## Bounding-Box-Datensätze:
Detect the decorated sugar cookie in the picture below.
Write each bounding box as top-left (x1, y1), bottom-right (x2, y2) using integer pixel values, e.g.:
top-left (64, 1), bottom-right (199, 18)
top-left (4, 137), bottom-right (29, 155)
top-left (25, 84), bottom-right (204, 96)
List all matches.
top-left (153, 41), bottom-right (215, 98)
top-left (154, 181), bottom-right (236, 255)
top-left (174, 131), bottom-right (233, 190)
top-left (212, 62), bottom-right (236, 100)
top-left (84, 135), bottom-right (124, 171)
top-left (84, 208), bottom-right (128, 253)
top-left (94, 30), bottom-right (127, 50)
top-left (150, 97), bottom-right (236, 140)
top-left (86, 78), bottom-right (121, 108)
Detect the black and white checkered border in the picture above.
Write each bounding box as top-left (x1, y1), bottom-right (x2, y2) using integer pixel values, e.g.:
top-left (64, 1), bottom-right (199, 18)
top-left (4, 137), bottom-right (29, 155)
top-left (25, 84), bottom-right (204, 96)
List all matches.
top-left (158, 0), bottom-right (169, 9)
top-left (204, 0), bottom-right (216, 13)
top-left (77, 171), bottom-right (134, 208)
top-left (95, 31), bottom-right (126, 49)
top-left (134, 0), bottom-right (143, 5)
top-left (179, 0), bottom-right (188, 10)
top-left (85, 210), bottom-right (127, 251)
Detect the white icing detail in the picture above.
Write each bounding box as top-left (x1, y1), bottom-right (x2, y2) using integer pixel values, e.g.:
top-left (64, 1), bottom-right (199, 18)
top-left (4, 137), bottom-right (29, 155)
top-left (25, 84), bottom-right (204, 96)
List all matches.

## ZU ERLEDIGEN:
Schreibe alle Datensätze von oben Zeile für Zeile und ohne jede Änderung ab.

## VOLLSTÄNDIGE AUSGABE:
Detect the decorated sugar cookie in the picture below.
Write each bounding box as top-left (x1, y1), bottom-right (x2, y2) using integer pixel values, e.g.:
top-left (64, 1), bottom-right (199, 18)
top-left (4, 137), bottom-right (29, 155)
top-left (25, 84), bottom-right (204, 96)
List all matches.
top-left (153, 41), bottom-right (215, 98)
top-left (154, 181), bottom-right (236, 255)
top-left (174, 131), bottom-right (233, 190)
top-left (212, 62), bottom-right (236, 100)
top-left (84, 135), bottom-right (124, 171)
top-left (84, 208), bottom-right (128, 253)
top-left (94, 30), bottom-right (127, 50)
top-left (150, 97), bottom-right (236, 140)
top-left (86, 78), bottom-right (121, 108)
Detect the black and white checkered border in the picture above.
Write each bounding box as top-left (x1, y1), bottom-right (x2, y2) using integer pixel values, e.g.:
top-left (64, 1), bottom-right (199, 18)
top-left (4, 137), bottom-right (29, 155)
top-left (25, 84), bottom-right (204, 96)
List all matches.
top-left (158, 0), bottom-right (169, 9)
top-left (204, 0), bottom-right (216, 13)
top-left (77, 171), bottom-right (134, 208)
top-left (95, 31), bottom-right (126, 49)
top-left (134, 0), bottom-right (143, 5)
top-left (179, 0), bottom-right (188, 10)
top-left (85, 210), bottom-right (127, 251)
Detect the white icing detail in the picture above.
Write each bounding box as top-left (x1, y1), bottom-right (x2, y2) using integer pixel values, e.g.:
top-left (64, 1), bottom-right (199, 18)
top-left (4, 137), bottom-right (29, 155)
top-left (25, 84), bottom-right (204, 96)
List all matches.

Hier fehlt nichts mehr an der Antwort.